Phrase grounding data
★ ★ ★ ★

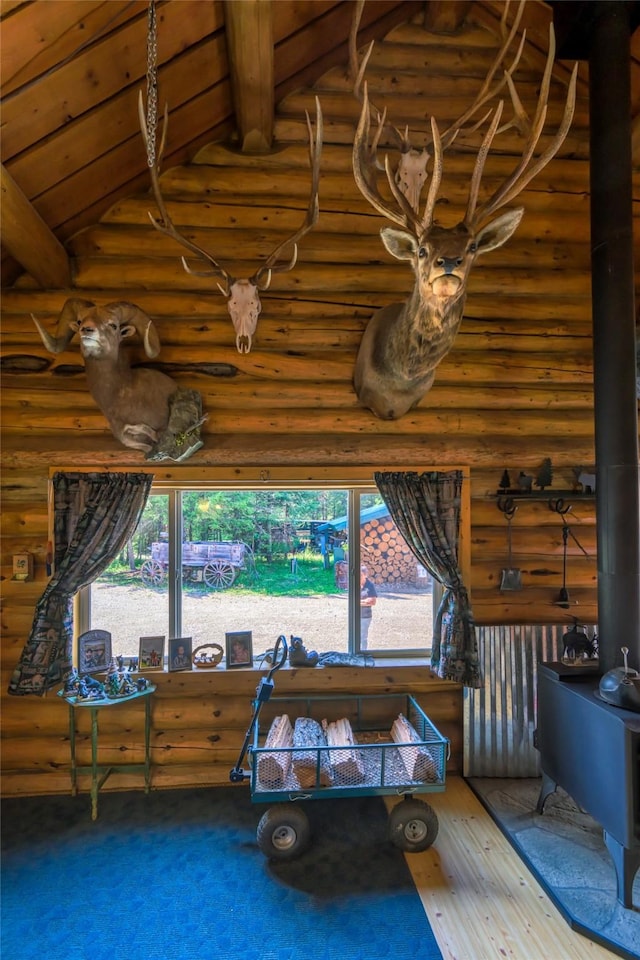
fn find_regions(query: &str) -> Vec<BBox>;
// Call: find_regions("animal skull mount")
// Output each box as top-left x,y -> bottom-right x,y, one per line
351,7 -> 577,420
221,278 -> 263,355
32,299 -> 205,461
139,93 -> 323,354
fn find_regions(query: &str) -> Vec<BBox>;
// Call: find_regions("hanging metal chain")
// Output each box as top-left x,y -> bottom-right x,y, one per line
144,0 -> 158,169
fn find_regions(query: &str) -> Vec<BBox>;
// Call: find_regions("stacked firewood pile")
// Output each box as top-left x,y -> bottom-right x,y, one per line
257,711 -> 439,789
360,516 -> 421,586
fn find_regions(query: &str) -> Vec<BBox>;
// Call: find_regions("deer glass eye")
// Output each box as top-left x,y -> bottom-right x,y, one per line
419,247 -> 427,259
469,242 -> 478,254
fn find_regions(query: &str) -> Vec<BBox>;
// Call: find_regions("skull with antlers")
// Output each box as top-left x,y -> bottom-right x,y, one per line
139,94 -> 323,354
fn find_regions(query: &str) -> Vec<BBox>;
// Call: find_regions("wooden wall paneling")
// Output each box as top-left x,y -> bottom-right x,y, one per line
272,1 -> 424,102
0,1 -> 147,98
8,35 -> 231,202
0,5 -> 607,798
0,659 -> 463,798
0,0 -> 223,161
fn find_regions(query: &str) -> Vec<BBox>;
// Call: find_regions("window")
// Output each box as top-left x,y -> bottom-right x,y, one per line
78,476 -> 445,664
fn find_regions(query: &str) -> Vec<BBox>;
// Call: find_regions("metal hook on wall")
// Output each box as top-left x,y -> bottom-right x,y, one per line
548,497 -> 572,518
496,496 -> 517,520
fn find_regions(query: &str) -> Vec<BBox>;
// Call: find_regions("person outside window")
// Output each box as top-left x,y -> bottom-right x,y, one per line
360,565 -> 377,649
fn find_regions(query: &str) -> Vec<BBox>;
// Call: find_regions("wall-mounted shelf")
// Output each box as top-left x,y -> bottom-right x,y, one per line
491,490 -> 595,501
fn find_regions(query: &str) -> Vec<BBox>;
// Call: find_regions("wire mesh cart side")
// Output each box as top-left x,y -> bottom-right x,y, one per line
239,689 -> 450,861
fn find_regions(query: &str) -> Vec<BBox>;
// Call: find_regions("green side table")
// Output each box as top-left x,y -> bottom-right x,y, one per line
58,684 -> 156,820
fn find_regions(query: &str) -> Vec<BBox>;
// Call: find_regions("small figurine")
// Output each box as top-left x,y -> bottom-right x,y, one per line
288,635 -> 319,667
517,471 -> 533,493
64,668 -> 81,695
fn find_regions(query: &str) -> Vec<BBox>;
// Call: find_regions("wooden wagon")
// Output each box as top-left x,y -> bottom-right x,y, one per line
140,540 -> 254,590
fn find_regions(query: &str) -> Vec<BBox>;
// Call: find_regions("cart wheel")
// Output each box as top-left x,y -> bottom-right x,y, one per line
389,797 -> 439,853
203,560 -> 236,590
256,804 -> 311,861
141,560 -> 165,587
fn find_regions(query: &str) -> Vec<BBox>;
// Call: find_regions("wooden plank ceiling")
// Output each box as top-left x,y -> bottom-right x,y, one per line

★ ★ ★ ★

Write out the data exactly, and exclude every picture it holds.

**Result for this task:**
fn find_regions(query: &str) -> Vec<BBox>;
// Call: find_regions("animal skull mount")
// Output each box as top-left x,y -> bottom-right x,y, one per line
351,7 -> 577,420
221,278 -> 263,355
32,299 -> 205,461
139,93 -> 323,354
fn find_regions(query: &str) -> Vec<BBox>;
// Call: find_regions("hanging metal chain")
// Output each box as top-left x,y -> bottom-right x,y, one per line
144,0 -> 158,169
fn find_regions(query: &str) -> Vec<BBox>;
// Call: find_regions("stacked firewood pile")
// Output each box as top-left x,y -> bottom-right x,y, one per line
257,711 -> 439,789
360,516 -> 421,586
fn find_regions(query: &str) -> Vec<BBox>;
// Call: find_regions("deer glass eye")
// Output each box as top-left x,y -> bottom-right x,y, one per line
419,247 -> 427,259
469,242 -> 478,254
fn find_regions(query: &str) -> Vec<BBox>;
// Call: find_regions("skull with antlers")
// Output each box as top-left x,y -> bottom-right x,y, one per line
139,94 -> 323,354
fn find_regions(query: &str) -> Vec<BBox>;
// Call: find_regions("wooden wall paneling")
// Output each box as top-left x,y -> bottom-right x,y, one per line
272,1 -> 424,102
0,1 -> 147,98
8,35 -> 231,202
0,5 -> 607,798
0,659 -> 463,798
0,0 -> 223,161
fn find_regions(query: &str) -> Vec<BBox>;
// Call: find_regions("window")
// Output each box as top-left x,y -> bottom-right x,y, one per line
78,476 -> 445,664
fn find_regions(query: &str) -> Vec<BBox>;
// Call: find_regions("metal hook on wall")
// Output each box as top-left x,y -> bottom-right x,y, one per line
548,497 -> 572,518
496,496 -> 517,520
fn find_regions(query: &str) -> Vec<BBox>;
// Call: find_regions("person outside window")
// Output each box as top-left x,y -> bottom-right x,y, one per line
360,565 -> 377,649
fn find_regions(query: &str) -> Vec<BBox>;
// Call: find_regions("wall-mounted shelf")
// Output each box as top-left x,y -> bottom-right x,y, one per line
491,490 -> 595,501
fn find_regions(query: &str) -> Vec<BBox>;
// Call: find_regions("wire mesh cart side")
// Output each box as top-left x,y -> bottom-right x,y, one per line
239,689 -> 450,861
fn find_regions(query: &str) -> Vec<BBox>;
// Call: find_regions("green side table")
// Output each box as top-left x,y -> bottom-right x,y, one per line
58,684 -> 156,820
fn find_regions(query: &str) -> Vec<BBox>;
// Call: find_regions("small figurine")
// Output each box as top-left x,y -> bottom-right x,y, one per line
288,635 -> 319,667
517,471 -> 533,493
64,668 -> 81,695
fn find_regions(query: &str) -> Vec<BBox>;
// Call: find_regions("wooden wagon")
// Output each box as top-left x,y -> bottom-right x,y, one per line
140,540 -> 254,590
fn find_regions(query: &str) -> Vec<BBox>;
// Call: find_regions("cart wheel")
// Output each box as top-left x,y -> bottom-right x,y, one per line
389,797 -> 439,853
203,560 -> 236,590
256,804 -> 311,861
141,560 -> 165,587
fn find_regions(query: &str) -> Vec<BBox>;
// Call: find_regions("wooden plank ceiling")
// Output each box as top-left x,y -> bottom-right x,y, one per line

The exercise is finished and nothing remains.